- [Set task]:
Copy every one of the records below word for word, line by line, changing nothing.

start Records for the task

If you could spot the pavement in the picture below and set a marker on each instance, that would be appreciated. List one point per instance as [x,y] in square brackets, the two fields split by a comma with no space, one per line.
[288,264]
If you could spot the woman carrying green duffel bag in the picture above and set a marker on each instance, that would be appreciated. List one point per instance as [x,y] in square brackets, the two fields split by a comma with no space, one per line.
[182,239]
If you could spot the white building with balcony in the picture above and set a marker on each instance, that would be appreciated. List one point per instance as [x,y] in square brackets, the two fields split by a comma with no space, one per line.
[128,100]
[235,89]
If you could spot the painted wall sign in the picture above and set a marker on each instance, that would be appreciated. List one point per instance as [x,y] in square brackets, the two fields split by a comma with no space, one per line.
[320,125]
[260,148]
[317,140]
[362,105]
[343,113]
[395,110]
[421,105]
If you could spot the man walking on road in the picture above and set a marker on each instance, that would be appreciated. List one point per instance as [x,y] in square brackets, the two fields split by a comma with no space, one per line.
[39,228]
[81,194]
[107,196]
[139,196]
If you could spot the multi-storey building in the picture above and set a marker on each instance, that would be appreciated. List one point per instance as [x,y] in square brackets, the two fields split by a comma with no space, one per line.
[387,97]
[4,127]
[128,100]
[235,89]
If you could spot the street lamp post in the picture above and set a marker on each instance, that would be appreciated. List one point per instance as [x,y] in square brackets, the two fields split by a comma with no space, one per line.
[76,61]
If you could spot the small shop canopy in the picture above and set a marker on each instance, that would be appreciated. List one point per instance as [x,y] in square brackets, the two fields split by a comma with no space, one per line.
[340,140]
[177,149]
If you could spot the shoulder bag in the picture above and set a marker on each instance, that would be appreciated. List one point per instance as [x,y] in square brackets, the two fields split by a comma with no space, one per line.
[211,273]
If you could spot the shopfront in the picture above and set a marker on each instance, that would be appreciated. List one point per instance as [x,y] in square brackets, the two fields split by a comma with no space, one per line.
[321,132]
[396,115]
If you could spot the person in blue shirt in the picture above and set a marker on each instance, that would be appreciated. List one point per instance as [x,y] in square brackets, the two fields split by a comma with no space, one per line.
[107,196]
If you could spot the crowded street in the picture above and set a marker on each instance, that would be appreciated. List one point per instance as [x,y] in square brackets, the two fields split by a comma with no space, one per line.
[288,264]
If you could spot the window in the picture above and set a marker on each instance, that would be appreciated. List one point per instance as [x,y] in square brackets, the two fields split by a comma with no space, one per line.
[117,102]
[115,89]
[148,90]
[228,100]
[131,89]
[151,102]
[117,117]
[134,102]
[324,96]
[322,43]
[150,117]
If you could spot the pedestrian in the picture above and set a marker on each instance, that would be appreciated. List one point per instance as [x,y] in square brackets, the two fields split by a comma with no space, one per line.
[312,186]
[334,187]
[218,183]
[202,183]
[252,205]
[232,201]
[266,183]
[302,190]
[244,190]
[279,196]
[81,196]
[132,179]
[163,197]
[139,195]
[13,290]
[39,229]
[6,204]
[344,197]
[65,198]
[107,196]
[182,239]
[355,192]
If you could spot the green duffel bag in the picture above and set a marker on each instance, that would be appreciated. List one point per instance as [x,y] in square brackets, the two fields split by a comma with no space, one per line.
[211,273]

end Records for the task

- [Response]:
If you could spot the pavement in the picture below and set a marker on each instance, that would be appreciated. List one point per instance as [x,y] in square brackets, the two fields split by a comma with no space, one per line.
[288,264]
If you could spot the woman carrying green duffel bag in the picture above and set a marker on each instance, that would be appreciated. List one point per instance as [x,y] in square brackets, the two fields split by a comma with no space, one per line.
[182,239]
If you could spot the white building with balcony in the picture above and set a marker on each instance, that would be appreciated. List one point per instance as [x,y] in square brackets, the two fields split by a comma with no space, one per line.
[128,100]
[235,89]
If you could spot the painted wall sign in the picture above and set a marker on each instance, that would be appreciated. List one point per instance as [x,y] in square brackets, the two fields split by a comma with no space, one per line.
[320,125]
[260,148]
[317,140]
[362,105]
[343,113]
[395,110]
[421,105]
If you could spot the man walking on road in the picture above and set a marker on each instance, that would be appreciated. List one point per instance as [x,y] in square brackets, the two fields split by a comma with no space, one per line.
[39,228]
[81,194]
[107,196]
[139,196]
If you could spot the multi-storey building in the picture above and set a marker on each instance, that would be appreciated. List one point per instance as [x,y] in square brackets, the two fields split by a comma with no space, one per line.
[387,97]
[4,127]
[128,100]
[235,89]
If you could spot the street lamp post in the picture above and set a marker on each instance, that would be appreciated. List one point per instance as [x,y] in square brackets, the two fields split by a comma with no space, one per line.
[76,61]
If you could spot the small shop canopy in the picture above and set a marker on each instance, that would be appreciated. List one point per instance as [x,y] in square brackets, the two fields split by a comma with no space, one per line.
[340,140]
[177,149]
If you could spot the shoulder bag in the picture above and set a marker on each instance, that would be appreciated. List one point per instance as [x,y] in square brackets, the two fields split by a comma with no space, one per line.
[211,273]
If you could spot the shopfront in the picture above and set a marker on each instance, that would be appreciated. List one point per instance as [x,y] in square brackets, the two fields split by a comma with no space, one per line.
[321,132]
[396,115]
If you could spot the person in blue shirt in the picture above and set a marker on each instance, that would be appreciated. List one point per instance as [x,y] in square brackets, the two fields split by a comma with no space, one per line.
[107,196]
If you could spot the crowded street in the picture above and set a marker on each instance, that would be appreciated. List one point per instance as [x,y] in square brackets, the two fields split by a comma with no space, one per line.
[288,264]
If you could spot the window in the picture above and set a marker on each instance, that would be appreciated. List one point per instance as [x,y] in square brackets, the two fields split by a comma with no space, one per line.
[117,102]
[115,89]
[148,90]
[228,100]
[131,89]
[151,102]
[117,117]
[134,102]
[324,96]
[322,43]
[150,117]
If you could spot the pedestrian in the picture above and set a marker on each instance, that would be appreciated. List one point per instance as [x,y] in square brackets, the two fields split by a comma with no space, one per line.
[312,186]
[334,187]
[218,183]
[202,183]
[252,205]
[232,201]
[266,183]
[302,190]
[244,190]
[279,196]
[81,196]
[132,179]
[163,197]
[139,195]
[13,290]
[39,229]
[6,204]
[344,197]
[65,198]
[107,196]
[182,239]
[355,192]
If you could spot the green duffel bag in the picture above and set a marker on each instance, that would be appreciated. List one point per instance as [x,y] in square brackets, the two fields split by a comma with no space, one per line.
[211,273]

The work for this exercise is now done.